--- start RECORDS ---

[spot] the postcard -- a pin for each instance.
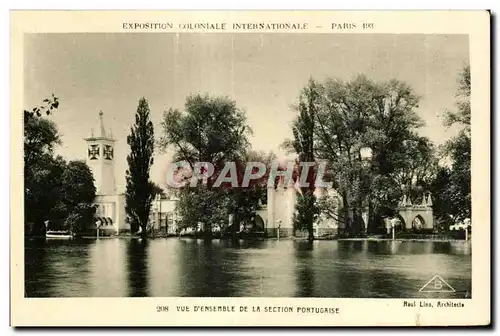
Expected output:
(250, 168)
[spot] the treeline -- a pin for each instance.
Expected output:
(366, 131)
(58, 195)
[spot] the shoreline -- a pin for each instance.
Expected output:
(270, 238)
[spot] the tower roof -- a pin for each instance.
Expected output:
(98, 132)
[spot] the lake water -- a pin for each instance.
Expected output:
(268, 268)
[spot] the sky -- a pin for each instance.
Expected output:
(263, 73)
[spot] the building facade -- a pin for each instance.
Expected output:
(110, 213)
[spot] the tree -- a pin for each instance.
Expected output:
(303, 144)
(209, 130)
(42, 171)
(362, 114)
(139, 188)
(77, 196)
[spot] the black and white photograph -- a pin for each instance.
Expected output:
(260, 162)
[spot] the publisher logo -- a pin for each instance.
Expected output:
(437, 285)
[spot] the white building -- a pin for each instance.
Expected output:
(280, 210)
(100, 158)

--- end RECORDS ---

**TO BE DONE**
Arrange every line of the data above as a Markdown table with the columns Row and Line. Leave out blank lines and the pictures.

**EXPECTED ANSWER**
| Row | Line |
|---|---|
| 1 | [spot] the postcard -- a pin for each instance. |
| 2 | Expected output: |
| 3 | (250, 168) |
| 4 | [spot] the treeline -- a pin for each instance. |
| 5 | Expected output: |
| 6 | (366, 131) |
| 7 | (58, 195) |
| 8 | [spot] the shoreline -- a pin for each instance. |
| 9 | Expected output: |
| 10 | (270, 238) |
| 11 | [spot] the tower roof -- a pin for each instance. |
| 12 | Expected output: |
| 13 | (98, 132) |
| 14 | [spot] the lake water -- a pin for each instance. |
| 15 | Expected output: |
| 16 | (268, 268) |
| 17 | [spot] the sky -- a pin for each instance. |
| 18 | Expected output: |
| 19 | (263, 73) |
| 20 | [spot] the building facade -- a pin for each instance. |
| 21 | Expected output: |
| 22 | (110, 213) |
| 23 | [spot] the tree -- a pin for each instance. |
| 24 | Expected output: |
| 25 | (303, 144) |
| 26 | (209, 130) |
| 27 | (42, 171) |
| 28 | (362, 114) |
| 29 | (139, 188) |
| 30 | (77, 196) |
| 31 | [spot] the black and white photograph -- a pin for each instance. |
| 32 | Expected output: |
| 33 | (260, 162) |
| 34 | [spot] the publisher logo -- a pin for each instance. |
| 35 | Expected output: |
| 36 | (437, 285) |
| 37 | [spot] the white building -- a pin for each instance. |
| 38 | Expected output: |
| 39 | (280, 210) |
| 40 | (100, 158) |